Provided passage:

--- start ---

ALL THAT MAKES A MAN

Love and Ambition in the Civil War South

by Stephen W. Berry II

Pub Date: Feb. 1st, 2003
ISBN: 0-19-514567-4
Publisher: Oxford Univ.

Mentalités meet Minie balls in this study of the Old South’s romantic “honor culture” and its collapse into disillusionment.

“You ought to be delighted at my occasionally leaving you,” wrote a Confederate officer to his spouse on riding off to war, “for it shows me more plainly than anything else that you are my wife indeed.” The battlefield was the place to test and earn honor, the hearth the place to enshrine it: such notions, asserts debut author Berry (History/ Univ. of North Carolina, Pembroke), were central to the “hypermasculinized” culture of the South, which prized women but didn’t find much for them to do apart from serve as vessels of civilization. Working with a body of letters and diaries, Berry explores the emotional world of Southern soldiers, who went off to fight full of high ideas about warfare and womenfolk but returned from four years of bloodshed and starvation with a less glamorous view of things. Those poignant documents are immediate and revealing. One Alabama soldier who later died in combat, for instance, wrote to his wife that he and his comrades “are hardly allowed to sigh at the fall of our friends and relatives, and if we do happen to shed a tear secretly, it is soon dried up to make room for someone else.” Berry’s treatment of the documents is respectful but dispassionate, as when he dryly observes that men, “as much as women, depended on members of the opposite sex to validate and make meaningful their struggles and successes, to aid, comfort, and believe in them, even and especially when self-belief began to fade or fail”—as it did, Berry writes, when the Southern fighters discovered that the creed of death before dishonor carried a contradiction: death was dishonor, for “how much nobility is there in dying of dysentery?”

Lively reading, no, but a useful contribution to the scholarly literature.

--- end ---

Extracted entries:

--- start ---

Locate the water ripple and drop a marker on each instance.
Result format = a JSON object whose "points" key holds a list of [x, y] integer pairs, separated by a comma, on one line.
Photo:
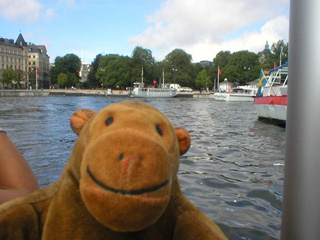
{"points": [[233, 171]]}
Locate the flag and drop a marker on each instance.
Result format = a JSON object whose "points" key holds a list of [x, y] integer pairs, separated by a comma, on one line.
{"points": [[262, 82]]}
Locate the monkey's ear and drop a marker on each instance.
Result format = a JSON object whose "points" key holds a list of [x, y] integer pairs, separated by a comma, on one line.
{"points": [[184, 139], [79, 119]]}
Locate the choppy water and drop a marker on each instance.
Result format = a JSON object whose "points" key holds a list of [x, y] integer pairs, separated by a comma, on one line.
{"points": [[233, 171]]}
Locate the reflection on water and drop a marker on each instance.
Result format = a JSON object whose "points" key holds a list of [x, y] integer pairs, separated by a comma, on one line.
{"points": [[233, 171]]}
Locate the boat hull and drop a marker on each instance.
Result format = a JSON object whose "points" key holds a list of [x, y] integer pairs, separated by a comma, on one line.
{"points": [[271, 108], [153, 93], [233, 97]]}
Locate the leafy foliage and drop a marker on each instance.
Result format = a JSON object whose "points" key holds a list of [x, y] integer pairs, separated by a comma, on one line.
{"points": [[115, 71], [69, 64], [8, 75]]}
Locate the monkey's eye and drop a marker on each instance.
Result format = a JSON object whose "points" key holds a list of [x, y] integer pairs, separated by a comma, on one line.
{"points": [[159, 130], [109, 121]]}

--- end ---

Your task:
Rewrite the paragraph of the book review that begins "“You ought to be delighted at my occasionally leaving you,”" in a shorter form, keeping its main facts. The listing that comes after the book review is separate material.

Finished exercise:
A Confederate officer leaving for war told his wife that his departures proved she was truly his wife. Debut author Berry, a historian at the University of North Carolina, Pembroke, argues that such ideas were central to the South's "hypermasculinized" culture. In that culture the battlefield was where honor was earned and the home was where it was enshrined. Women were prized but served mainly as vessels of civilization. Drawing on letters and diaries, Berry traces how Southern soldiers left with lofty ideas about war and women. After four years of bloodshed and starvation, they returned with a less glamorous view. The documents are immediate and revealing. One Alabama soldier, who later died in combat, wrote that the men could hardly grieve for fallen friends and relatives. Berry treats these sources respectfully but dispassionately. He notes that men depended on women to validate their struggles, especially as their self-belief faded. That faith failed when the fighters found that dying, as from dysentery, held little nobility and was itself dishonor.